#### INSTRUCTIONS TO FOLLOW
Reproduce the listing from the line with "OBJECT_OF_INTEREST = ceiling light" to the line with "[34,266,122,480]", replacing "jacket" with "coat" and leaving all other text unchanged.
====
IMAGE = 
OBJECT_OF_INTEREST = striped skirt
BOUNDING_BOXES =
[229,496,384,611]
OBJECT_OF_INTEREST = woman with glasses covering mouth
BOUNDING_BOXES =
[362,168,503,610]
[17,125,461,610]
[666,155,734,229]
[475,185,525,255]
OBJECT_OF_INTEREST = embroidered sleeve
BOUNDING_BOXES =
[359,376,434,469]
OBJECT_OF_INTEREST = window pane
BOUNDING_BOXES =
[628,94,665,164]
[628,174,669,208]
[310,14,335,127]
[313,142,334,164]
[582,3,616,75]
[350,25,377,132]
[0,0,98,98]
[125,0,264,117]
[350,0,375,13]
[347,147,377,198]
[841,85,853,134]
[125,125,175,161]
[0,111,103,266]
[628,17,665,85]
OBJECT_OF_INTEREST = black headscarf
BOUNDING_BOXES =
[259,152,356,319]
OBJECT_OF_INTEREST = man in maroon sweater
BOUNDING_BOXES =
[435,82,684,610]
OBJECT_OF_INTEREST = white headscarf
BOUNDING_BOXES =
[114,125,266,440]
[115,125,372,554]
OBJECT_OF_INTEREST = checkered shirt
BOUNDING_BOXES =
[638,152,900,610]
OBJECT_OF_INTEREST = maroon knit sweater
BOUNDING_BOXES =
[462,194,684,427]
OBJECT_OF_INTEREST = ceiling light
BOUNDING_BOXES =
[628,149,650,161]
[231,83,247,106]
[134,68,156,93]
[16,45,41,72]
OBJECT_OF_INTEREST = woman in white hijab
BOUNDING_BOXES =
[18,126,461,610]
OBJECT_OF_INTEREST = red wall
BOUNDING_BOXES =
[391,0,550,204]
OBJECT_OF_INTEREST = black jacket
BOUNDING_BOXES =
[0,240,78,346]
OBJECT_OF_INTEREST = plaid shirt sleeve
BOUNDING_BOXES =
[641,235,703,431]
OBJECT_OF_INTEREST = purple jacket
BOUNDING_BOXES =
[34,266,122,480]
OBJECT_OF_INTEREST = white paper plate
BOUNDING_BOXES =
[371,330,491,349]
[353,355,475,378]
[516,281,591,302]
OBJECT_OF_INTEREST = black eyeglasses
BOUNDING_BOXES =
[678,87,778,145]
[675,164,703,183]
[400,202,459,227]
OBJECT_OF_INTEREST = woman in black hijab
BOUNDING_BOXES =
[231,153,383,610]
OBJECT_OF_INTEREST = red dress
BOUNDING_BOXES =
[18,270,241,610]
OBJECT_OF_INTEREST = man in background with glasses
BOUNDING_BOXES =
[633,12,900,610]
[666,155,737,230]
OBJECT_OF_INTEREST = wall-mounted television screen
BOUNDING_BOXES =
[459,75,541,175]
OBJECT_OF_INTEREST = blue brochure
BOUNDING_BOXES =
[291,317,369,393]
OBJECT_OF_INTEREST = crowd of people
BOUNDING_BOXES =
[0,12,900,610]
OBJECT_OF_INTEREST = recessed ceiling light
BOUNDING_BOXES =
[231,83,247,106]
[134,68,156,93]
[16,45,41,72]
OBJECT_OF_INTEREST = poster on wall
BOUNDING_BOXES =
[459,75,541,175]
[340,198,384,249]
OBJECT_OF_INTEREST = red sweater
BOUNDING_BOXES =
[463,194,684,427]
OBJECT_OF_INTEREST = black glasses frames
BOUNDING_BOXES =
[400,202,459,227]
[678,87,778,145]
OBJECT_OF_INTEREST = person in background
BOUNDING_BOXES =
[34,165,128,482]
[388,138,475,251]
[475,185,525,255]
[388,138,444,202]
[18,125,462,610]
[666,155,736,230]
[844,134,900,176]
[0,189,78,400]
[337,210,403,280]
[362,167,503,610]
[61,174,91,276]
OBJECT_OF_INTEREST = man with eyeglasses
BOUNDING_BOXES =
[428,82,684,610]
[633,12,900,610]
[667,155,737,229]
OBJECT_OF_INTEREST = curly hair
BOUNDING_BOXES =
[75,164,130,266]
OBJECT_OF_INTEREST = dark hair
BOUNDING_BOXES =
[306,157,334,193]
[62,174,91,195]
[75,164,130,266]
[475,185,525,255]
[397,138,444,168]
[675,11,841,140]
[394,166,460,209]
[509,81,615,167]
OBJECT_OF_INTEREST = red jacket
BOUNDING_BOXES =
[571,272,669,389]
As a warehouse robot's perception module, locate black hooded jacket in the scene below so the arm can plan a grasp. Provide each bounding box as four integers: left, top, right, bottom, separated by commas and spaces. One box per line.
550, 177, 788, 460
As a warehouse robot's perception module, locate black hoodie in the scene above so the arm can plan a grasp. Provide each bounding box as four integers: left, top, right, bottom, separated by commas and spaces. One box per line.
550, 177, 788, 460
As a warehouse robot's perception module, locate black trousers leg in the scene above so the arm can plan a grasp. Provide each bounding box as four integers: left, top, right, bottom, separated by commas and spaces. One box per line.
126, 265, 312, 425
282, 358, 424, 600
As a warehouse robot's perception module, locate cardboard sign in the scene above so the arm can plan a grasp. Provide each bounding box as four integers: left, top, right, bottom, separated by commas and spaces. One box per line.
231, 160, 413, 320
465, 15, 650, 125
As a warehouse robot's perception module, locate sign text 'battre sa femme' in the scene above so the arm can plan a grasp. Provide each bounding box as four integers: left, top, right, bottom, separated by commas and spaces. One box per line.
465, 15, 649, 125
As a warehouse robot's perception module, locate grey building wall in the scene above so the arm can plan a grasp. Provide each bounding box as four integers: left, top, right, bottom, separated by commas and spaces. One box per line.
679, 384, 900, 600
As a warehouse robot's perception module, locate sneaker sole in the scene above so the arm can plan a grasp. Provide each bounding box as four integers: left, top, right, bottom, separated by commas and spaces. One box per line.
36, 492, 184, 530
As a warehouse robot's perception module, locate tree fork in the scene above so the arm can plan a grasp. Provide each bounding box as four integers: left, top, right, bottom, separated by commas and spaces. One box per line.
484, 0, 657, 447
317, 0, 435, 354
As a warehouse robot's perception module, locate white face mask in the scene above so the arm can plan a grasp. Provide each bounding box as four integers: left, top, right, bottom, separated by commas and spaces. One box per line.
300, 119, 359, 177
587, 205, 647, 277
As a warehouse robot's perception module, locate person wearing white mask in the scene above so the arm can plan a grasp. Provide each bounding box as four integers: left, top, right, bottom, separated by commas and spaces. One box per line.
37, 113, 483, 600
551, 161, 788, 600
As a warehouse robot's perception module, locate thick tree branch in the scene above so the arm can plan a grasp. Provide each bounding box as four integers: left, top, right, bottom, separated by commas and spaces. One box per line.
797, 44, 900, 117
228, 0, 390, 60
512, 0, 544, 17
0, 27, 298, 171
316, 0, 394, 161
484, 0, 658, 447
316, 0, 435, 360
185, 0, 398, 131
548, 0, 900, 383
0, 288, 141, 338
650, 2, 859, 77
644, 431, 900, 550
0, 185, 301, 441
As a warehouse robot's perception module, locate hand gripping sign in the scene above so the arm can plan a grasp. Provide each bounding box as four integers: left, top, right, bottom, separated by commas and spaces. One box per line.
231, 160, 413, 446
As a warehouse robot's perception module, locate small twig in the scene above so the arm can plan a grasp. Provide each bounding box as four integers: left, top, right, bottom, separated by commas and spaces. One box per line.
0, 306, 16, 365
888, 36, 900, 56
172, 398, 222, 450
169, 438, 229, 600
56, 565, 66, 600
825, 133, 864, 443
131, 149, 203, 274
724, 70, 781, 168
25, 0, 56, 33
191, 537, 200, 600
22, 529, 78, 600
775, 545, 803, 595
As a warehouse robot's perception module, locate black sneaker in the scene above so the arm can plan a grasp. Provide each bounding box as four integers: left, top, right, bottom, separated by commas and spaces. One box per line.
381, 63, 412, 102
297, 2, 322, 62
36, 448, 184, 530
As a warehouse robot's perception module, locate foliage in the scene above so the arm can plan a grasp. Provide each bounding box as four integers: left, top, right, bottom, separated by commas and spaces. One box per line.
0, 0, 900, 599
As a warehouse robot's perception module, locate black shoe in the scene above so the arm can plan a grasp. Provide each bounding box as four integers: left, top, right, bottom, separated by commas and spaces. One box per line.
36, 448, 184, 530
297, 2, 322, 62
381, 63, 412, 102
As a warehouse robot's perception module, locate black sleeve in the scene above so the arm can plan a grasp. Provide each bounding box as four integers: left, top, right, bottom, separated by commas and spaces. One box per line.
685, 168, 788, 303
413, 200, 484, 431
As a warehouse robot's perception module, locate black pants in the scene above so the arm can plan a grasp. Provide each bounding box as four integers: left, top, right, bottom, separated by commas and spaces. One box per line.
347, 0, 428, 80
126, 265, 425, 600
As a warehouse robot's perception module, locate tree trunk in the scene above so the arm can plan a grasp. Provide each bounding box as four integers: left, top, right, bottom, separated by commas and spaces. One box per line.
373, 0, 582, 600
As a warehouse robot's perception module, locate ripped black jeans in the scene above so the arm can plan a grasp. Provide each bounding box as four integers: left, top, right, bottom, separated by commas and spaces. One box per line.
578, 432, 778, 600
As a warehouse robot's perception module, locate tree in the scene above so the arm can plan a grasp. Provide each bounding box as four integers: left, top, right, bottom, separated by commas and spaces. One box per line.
====
#### TASK SOLUTION
OBJECT_OF_INTEREST = ceiling light
BOUNDING_BOXES =
[628,149,650,161]
[231,83,247,106]
[134,68,156,93]
[16,45,41,72]
OBJECT_OF_INTEREST = woman in white hijab
BOUNDING_BOXES =
[18,126,461,610]
OBJECT_OF_INTEREST = red wall
BOUNDING_BOXES =
[391,0,550,204]
OBJECT_OF_INTEREST = black coat
BOUNDING_BOXES =
[0,240,78,346]
OBJECT_OF_INTEREST = plaid shirt sleeve
BOUNDING_BOXES =
[641,235,703,431]
OBJECT_OF_INTEREST = purple coat
BOUNDING_BOXES =
[34,266,122,480]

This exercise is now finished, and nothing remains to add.